• [Document text]:
- - - - -

It might be news to the noisome Mayor Newsome of San Francisco, but it should not be news to libertarians: Not conferring the benefits of marriage on homosexual unions does not in the least violate the rights of gays. Not if we adhere to the libertarian definition of rights as the inalienable rights to life, liberty and property. Since these are the only rights libertarians wish the state to enforce, equality under the law is thus the requirement that the state not deprive any person of life, liberty, or property, without due process.
Having one’s relationship blessed by the state simply does not constitute a basic right.
To suggest this is the case is to equate state-granted benefits with rights, and different treatment with discrimination. To claim gays are denied basic rights is to base one’s claim on a monumental misconstruing of the concept of individual rights.
Furthermore, a linguistic definition is not a semantic flight of fancy, but a description of the nature of a thing. The ever-so-mod New Oxford American Dictionary defines marriage as “the formal union of a man and a woman.” Based on the inherent qualities of the thing being described, “marriage” is clearly different from “same-sex unions.” Setting aside the view some egalitarians hold that this definition must be made more inclusive, why is it irrational or unfair for the state to treat a thing in accordance with its properties or nature?

- - - - -

• [Recorded data]:
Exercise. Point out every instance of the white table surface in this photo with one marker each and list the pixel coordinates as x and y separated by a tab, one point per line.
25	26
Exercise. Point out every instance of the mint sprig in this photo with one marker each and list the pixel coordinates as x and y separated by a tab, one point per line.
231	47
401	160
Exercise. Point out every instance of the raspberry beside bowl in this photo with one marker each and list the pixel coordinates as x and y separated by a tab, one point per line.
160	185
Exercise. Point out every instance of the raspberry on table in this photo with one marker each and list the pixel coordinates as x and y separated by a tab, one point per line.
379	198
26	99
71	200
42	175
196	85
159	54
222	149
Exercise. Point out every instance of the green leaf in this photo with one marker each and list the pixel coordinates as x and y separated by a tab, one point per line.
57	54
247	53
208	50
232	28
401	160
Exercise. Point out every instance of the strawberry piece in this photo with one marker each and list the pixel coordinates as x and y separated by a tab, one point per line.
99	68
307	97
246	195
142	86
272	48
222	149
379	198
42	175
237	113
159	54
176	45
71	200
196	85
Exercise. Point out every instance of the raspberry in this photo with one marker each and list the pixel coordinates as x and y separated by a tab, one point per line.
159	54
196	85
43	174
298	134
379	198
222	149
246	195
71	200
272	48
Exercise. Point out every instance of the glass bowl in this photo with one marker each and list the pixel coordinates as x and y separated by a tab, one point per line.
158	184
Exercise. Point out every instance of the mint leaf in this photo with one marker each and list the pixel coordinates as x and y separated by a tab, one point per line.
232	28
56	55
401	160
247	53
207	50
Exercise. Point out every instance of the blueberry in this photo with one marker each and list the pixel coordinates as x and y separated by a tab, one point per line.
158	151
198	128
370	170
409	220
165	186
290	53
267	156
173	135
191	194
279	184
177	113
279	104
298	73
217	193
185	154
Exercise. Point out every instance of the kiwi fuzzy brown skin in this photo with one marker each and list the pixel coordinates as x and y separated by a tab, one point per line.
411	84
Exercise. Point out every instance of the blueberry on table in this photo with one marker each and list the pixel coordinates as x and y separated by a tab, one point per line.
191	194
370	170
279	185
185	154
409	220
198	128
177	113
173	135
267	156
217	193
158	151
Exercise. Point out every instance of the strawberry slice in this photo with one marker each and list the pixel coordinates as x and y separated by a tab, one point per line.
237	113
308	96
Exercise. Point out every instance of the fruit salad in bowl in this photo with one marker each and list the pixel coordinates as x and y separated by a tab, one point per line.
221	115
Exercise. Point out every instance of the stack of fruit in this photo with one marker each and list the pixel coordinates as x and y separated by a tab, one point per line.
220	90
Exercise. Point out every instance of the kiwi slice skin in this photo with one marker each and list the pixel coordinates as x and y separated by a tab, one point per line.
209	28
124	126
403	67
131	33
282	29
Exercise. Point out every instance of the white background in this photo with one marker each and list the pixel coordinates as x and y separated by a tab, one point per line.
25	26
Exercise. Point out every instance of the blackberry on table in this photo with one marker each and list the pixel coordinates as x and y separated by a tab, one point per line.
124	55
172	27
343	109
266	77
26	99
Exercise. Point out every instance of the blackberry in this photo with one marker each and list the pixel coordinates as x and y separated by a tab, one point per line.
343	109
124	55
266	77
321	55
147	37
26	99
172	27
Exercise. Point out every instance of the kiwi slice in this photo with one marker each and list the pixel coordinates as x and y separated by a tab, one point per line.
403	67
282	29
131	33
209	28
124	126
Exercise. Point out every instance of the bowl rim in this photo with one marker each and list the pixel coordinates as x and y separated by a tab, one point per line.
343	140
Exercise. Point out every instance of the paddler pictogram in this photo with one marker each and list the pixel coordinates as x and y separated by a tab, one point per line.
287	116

- - - - -

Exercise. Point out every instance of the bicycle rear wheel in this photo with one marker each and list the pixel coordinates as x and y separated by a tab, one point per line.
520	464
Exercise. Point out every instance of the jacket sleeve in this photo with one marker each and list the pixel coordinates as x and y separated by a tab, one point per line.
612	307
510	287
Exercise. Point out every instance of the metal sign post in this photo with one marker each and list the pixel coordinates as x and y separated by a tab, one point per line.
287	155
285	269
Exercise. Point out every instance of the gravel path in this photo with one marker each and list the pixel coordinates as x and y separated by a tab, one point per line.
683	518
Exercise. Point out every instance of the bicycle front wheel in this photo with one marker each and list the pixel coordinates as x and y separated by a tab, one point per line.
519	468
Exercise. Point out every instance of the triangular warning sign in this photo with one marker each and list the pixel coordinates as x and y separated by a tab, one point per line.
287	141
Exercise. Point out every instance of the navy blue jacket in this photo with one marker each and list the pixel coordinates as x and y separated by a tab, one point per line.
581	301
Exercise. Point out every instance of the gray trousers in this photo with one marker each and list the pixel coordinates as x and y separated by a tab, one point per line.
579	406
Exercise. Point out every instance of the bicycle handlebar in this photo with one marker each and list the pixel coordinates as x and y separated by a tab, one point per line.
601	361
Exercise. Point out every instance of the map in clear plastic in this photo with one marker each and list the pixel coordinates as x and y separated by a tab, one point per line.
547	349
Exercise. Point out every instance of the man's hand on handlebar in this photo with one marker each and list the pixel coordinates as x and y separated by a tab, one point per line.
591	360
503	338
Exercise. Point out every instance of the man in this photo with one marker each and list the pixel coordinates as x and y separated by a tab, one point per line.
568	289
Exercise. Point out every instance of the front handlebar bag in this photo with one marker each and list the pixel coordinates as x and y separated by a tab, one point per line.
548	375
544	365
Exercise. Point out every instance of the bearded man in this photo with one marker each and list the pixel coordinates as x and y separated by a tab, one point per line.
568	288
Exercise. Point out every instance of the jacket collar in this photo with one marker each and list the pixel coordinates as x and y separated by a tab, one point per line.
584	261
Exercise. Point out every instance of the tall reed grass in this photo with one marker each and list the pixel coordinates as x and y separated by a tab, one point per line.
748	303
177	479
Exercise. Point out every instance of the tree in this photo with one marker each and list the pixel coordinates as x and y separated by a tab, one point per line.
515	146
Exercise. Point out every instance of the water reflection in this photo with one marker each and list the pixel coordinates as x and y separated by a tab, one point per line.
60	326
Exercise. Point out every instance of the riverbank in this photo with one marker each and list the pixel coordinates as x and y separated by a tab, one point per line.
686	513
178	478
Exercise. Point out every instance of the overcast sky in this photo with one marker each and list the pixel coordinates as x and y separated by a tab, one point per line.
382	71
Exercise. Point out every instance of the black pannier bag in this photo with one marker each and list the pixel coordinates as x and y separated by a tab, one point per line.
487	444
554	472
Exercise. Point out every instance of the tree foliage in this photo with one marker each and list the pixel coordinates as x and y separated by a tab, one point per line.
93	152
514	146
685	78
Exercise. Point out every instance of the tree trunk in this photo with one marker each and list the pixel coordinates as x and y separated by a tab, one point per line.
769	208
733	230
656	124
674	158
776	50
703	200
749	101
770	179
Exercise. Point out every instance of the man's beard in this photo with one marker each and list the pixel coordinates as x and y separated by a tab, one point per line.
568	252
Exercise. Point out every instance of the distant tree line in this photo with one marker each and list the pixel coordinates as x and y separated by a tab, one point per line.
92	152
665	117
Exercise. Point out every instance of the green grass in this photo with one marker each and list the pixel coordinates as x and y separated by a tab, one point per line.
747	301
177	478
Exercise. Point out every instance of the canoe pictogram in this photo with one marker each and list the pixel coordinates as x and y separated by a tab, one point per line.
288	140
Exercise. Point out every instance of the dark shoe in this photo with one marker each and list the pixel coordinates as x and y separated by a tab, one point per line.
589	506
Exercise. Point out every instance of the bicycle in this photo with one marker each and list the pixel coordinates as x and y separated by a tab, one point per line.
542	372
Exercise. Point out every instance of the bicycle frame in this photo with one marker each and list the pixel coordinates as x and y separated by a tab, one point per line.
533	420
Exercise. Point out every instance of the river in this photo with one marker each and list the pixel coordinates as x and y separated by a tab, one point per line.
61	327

- - - - -

• [Problem statement]: According to the passage on marriage and libertarian rights, why does withholding the benefits of marriage from homosexual unions not violate the rights of gays? Answer in one to three sentences. The rows play no part in what comes next.

• [Answer for the task]: Libertarians define rights only as the inalienable rights to life, liberty and property, and equality under the law means only that the state must not deprive anyone of these without due process. Having a relationship blessed by the state is not one of those rights. So denying it treats gays differently but does not take away any right.